Print the records below word for word, but leave the pictures out.

╭──

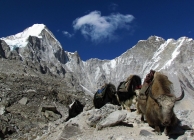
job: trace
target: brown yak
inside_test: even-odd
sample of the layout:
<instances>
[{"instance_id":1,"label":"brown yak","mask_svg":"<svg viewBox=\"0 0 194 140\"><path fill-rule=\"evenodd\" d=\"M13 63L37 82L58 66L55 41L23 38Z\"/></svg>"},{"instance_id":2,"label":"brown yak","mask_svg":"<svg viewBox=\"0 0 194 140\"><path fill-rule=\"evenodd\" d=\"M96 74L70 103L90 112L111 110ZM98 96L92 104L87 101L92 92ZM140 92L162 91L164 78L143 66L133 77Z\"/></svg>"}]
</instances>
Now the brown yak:
<instances>
[{"instance_id":1,"label":"brown yak","mask_svg":"<svg viewBox=\"0 0 194 140\"><path fill-rule=\"evenodd\" d=\"M180 101L184 97L184 91L179 98L172 94L172 82L168 77L155 72L152 85L148 89L148 96L144 95L144 99L138 98L138 109L146 117L148 124L155 128L157 134L161 135L161 127L165 128L166 135L169 135L171 127L173 127L178 119L173 111L176 101ZM143 115L142 114L142 115Z\"/></svg>"}]
</instances>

╰──

--- Task result ---
job: trace
target: brown yak
inside_test: even-odd
sample of the layout:
<instances>
[{"instance_id":1,"label":"brown yak","mask_svg":"<svg viewBox=\"0 0 194 140\"><path fill-rule=\"evenodd\" d=\"M13 63L37 82L58 66L55 41L23 38Z\"/></svg>"},{"instance_id":2,"label":"brown yak","mask_svg":"<svg viewBox=\"0 0 194 140\"><path fill-rule=\"evenodd\" d=\"M96 74L70 103L90 112L111 110ZM98 96L92 104L87 101L92 92ZM140 92L162 91L164 78L143 66L133 77Z\"/></svg>"}]
</instances>
Now the brown yak:
<instances>
[{"instance_id":1,"label":"brown yak","mask_svg":"<svg viewBox=\"0 0 194 140\"><path fill-rule=\"evenodd\" d=\"M180 101L184 97L184 91L179 98L172 94L172 82L168 77L155 72L152 85L148 89L148 96L144 95L144 99L138 98L138 109L146 117L148 124L155 128L157 134L161 135L161 127L165 128L166 135L169 135L171 127L173 127L178 119L173 111L176 101ZM143 115L142 114L142 115Z\"/></svg>"}]
</instances>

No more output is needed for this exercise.